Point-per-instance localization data
= = = = =
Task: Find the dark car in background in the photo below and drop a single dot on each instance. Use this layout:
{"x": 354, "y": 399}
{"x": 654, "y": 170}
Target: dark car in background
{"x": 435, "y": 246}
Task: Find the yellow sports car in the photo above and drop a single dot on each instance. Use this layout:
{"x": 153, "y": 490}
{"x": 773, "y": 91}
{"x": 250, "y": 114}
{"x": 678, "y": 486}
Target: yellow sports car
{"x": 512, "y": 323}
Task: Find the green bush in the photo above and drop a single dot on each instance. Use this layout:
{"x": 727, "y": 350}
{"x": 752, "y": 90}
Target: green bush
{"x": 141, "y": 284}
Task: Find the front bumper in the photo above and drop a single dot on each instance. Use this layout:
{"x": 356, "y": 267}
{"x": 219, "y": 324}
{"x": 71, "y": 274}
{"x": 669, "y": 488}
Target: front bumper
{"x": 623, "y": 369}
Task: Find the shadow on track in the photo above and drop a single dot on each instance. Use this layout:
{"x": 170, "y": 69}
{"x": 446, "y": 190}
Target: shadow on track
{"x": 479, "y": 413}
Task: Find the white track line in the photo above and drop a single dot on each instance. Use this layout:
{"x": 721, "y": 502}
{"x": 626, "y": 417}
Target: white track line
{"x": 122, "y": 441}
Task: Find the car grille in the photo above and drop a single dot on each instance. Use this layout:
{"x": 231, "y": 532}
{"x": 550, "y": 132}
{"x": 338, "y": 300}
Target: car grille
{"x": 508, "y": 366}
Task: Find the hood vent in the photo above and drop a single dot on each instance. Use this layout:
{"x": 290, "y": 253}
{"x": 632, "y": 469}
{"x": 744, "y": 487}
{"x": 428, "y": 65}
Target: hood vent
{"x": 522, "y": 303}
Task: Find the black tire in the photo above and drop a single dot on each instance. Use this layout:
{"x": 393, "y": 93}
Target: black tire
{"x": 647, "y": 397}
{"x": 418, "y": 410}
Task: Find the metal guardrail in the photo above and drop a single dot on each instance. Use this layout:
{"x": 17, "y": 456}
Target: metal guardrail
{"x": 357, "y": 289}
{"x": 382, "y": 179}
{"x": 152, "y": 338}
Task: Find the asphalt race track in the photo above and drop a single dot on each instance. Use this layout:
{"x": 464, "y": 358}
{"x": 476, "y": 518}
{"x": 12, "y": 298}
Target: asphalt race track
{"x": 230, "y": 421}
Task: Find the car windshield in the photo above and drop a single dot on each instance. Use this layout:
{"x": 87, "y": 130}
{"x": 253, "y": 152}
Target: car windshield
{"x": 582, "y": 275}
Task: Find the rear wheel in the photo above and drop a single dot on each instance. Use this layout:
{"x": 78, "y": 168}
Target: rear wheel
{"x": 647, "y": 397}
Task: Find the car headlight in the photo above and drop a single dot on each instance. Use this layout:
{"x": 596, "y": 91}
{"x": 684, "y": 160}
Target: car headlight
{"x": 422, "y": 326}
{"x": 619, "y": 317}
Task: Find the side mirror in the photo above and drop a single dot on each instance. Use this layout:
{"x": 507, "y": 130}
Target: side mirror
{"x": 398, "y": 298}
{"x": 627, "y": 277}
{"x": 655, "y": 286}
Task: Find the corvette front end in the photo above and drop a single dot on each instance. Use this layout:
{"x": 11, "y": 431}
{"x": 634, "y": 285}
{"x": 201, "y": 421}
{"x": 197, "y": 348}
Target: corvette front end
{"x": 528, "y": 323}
= = = = =
# ACTION ITEM
Each line in the entries above, starting at the line with "Task: Find the side" and ending at the line with "Task: Find the corvette", is to be printed exactly, and only those lines.

# TASK SOLUTION
Task: Find the side mirror in the photo above and drop a single dot on each instance. Use this layout:
{"x": 507, "y": 130}
Target: side mirror
{"x": 398, "y": 298}
{"x": 627, "y": 277}
{"x": 655, "y": 286}
Task: Find the corvette front end in the photo above and drop a single dot on each instance. Use this layout:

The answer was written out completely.